To do ▸
- 1) In the field study article, what caused the author's attic fan motor to seize?
- 2) Decide whether each statement agrees with the field study article, answering yes or no and quoting the words that settle it: (a) The attic fan motor stopped working on a winter morning. (b) Electric motors often last for decades when properly lubricated. (c) Physicists rely on contact forces to explain gravity.
- 3) Reproduce the passage of the field study article starting at "Field study" and ending at "make the engine spin.".

Extract provided ▸
Field study
By Tyler Housel, Contributing Editor | TLT Lubrication Fundamentals September 2025
Contact forces are important for tribology, but physicists must rely on fields to explain gravity and electromagnetics.
If you ask most people how a car works, they have a simple answer. You step on the gas pedal, which pumps gas into the engine. The gas burns, making the engine spin. There are some gears that move the spinning to the wheels to make the car go. An electric car is mostly the same except the gas pedal sends electrons from the battery into the motor to make the engine spin.
All good tribologists are required to understand the details of an internal combustion engine (ICE) where the motor converts combustion pressure to linear force using a four-stroke sequence with an oil film that minimizes friction and wear between the piston and cylinder. Spark plugs, rings, crankcase, carburetor, direct injection, supercharger, turbocharger, yada, yada, yada.
But what about the internal details of an electric motor? On a hot summer afternoon, my attic fan motor stopped working. When I finally got it apart (see Figure 1), the motor itself was okay, and I realized that it seized due to a lubrication failure—the grease became glue after 15 years. Of course, I had to destroy the motor to find out it should have been easy to fix. Electric motors come in all sizes and specifications and often last for decades when properly lubricated. The next few TLT Lubrication Fundamentals articles will examine how electric motors reliably convert electricity to torque using a jumble of wires and magnets. We start with the concept of fields that mediate the forces which induce motion.

Data extract ▸
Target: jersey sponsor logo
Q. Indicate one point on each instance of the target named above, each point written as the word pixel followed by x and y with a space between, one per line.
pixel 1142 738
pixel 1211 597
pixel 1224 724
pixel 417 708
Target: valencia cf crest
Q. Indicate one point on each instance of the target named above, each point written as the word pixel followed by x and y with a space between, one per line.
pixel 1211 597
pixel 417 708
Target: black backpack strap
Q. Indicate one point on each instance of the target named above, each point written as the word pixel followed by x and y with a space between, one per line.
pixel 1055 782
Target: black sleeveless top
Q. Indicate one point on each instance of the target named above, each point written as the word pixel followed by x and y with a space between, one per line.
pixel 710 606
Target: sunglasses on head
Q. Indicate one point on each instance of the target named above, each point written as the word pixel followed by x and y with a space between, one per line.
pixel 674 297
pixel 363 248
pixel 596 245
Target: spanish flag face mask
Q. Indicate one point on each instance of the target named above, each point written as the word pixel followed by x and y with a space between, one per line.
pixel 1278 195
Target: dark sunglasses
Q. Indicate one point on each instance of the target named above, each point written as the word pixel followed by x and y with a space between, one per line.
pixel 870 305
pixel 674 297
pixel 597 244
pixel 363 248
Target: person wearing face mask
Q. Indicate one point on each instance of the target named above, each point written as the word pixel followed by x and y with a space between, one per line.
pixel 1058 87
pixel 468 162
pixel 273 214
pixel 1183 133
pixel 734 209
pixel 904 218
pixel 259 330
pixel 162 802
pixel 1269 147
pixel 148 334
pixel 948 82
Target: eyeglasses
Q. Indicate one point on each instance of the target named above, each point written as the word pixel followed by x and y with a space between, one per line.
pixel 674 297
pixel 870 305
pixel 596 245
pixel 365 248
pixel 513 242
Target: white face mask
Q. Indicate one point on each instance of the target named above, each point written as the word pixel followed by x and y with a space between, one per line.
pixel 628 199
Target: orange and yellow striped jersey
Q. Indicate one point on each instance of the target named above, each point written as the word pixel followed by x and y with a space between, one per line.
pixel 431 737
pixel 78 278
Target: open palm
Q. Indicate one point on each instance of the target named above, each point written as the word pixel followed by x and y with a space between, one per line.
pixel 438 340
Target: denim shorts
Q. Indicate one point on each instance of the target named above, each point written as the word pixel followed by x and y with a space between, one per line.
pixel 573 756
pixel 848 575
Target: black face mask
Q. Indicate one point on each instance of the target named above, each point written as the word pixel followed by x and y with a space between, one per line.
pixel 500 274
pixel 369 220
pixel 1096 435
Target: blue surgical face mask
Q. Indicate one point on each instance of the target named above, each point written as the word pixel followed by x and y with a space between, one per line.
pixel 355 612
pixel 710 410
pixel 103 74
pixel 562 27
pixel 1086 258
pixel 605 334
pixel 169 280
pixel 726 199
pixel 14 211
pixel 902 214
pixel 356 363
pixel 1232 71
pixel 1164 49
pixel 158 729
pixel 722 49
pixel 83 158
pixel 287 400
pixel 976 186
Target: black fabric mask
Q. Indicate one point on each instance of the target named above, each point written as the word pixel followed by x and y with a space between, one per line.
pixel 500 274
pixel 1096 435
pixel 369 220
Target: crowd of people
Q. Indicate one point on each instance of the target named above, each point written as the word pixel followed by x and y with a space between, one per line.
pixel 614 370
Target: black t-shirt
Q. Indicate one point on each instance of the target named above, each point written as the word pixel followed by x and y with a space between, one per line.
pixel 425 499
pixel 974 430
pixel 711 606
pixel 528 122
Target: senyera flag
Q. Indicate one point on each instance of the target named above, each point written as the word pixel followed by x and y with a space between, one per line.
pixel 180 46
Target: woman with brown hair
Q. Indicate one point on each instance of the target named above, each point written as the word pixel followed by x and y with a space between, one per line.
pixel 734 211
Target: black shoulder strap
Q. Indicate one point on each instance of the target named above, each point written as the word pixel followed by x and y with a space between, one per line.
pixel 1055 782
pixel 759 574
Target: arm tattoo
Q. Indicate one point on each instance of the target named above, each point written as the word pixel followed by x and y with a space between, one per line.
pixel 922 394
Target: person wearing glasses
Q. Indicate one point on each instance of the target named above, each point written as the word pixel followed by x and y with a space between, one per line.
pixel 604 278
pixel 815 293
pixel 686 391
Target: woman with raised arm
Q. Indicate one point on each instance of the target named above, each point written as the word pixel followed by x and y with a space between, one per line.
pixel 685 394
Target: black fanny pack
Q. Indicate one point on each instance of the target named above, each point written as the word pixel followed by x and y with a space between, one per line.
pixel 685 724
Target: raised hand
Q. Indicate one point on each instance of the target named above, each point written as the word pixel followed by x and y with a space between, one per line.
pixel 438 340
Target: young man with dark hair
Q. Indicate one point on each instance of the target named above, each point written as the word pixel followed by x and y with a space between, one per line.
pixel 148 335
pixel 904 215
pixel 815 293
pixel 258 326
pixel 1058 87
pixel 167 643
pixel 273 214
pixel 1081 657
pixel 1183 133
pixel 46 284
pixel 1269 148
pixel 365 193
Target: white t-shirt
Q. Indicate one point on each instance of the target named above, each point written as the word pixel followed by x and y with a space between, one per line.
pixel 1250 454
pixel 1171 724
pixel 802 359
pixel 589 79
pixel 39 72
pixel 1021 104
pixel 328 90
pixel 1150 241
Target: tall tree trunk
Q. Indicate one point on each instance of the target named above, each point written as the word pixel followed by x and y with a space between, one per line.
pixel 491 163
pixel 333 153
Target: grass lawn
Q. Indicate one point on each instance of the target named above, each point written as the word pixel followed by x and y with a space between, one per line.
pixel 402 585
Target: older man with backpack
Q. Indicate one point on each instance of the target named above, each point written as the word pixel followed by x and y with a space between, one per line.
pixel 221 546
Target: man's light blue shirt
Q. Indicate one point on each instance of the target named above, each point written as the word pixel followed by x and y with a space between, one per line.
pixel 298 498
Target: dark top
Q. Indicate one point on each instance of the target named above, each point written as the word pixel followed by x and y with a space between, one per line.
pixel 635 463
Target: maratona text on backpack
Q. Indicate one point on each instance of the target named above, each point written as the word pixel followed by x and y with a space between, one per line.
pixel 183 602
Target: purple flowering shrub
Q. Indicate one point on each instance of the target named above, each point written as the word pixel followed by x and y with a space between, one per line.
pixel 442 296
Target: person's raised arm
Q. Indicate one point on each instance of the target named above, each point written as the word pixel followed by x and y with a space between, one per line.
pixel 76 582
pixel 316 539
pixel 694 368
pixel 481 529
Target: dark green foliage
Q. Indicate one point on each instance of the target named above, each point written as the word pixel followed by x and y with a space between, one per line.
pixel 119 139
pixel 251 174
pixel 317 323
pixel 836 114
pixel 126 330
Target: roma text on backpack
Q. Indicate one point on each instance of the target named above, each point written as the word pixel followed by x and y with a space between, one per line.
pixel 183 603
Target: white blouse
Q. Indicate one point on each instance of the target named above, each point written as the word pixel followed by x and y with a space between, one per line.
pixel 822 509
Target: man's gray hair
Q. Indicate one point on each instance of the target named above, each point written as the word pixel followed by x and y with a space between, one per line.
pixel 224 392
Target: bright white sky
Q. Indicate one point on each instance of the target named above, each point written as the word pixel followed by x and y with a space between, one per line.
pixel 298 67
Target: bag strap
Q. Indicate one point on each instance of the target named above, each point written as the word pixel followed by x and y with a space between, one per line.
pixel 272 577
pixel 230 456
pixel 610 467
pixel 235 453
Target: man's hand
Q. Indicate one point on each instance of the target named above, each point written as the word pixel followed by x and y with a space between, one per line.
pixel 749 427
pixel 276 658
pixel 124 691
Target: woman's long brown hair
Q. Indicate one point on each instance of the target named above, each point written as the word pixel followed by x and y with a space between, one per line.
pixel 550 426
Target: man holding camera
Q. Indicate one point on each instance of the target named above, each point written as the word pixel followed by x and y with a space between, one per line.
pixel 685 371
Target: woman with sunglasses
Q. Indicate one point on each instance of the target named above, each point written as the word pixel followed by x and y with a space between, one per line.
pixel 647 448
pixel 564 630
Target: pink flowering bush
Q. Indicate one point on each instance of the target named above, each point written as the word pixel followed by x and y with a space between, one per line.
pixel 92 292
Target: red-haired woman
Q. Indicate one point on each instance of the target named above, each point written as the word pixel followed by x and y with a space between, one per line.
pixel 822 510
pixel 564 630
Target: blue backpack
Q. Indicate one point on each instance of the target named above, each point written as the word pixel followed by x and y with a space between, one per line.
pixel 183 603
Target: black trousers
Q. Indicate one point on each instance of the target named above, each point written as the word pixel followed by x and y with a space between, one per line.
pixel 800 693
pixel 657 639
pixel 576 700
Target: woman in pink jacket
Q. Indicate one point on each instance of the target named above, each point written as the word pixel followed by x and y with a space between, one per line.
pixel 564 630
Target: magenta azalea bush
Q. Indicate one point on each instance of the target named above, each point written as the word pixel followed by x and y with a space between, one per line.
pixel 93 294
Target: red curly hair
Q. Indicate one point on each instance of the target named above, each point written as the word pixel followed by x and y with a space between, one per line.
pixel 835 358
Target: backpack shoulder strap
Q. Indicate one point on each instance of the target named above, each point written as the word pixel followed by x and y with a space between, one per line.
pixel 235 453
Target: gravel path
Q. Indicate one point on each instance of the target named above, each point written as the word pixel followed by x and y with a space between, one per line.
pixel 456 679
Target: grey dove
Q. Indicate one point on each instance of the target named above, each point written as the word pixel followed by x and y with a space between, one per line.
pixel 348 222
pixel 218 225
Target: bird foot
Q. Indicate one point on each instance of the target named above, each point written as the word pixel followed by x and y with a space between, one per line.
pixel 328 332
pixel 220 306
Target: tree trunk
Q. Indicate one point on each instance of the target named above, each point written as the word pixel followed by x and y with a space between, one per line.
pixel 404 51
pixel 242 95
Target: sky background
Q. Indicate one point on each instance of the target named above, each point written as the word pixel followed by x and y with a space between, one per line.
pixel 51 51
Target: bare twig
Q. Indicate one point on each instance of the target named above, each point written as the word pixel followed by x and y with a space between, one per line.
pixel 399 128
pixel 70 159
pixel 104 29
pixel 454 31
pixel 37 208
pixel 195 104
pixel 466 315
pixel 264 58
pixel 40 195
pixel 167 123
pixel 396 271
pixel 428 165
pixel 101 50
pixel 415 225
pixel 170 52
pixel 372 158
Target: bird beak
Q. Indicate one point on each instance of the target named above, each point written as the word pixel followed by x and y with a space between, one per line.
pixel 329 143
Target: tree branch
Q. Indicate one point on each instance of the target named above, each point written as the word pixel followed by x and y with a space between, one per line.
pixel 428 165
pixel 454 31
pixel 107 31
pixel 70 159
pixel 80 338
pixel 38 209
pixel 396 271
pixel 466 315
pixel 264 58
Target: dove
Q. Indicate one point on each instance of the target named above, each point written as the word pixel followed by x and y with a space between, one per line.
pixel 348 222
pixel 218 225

Worked solutions ▸
- 1) A lubrication failure: the grease became glue after 15 years.

- 2)
(a) No: "On a hot summer afternoon, my attic fan motor stopped working."
(b) Yes: "often last for decades when properly lubricated"
(c) No: "physicists must rely on fields to explain gravity and electromagnetics."

- 3)
Field study
By Tyler Housel, Contributing Editor | TLT Lubrication Fundamentals September 2025
Contact forces are important for tribology, but physicists must rely on fields to explain gravity and electromagnetics.
If you ask most people how a car works, they have a simple answer. You step on the gas pedal, which pumps gas into the engine. The gas burns, making the engine spin. There are some gears that move the spinning to the wheels to make the car go. An electric car is mostly the same except the gas pedal sends electrons from the battery into the motor to make the engine spin.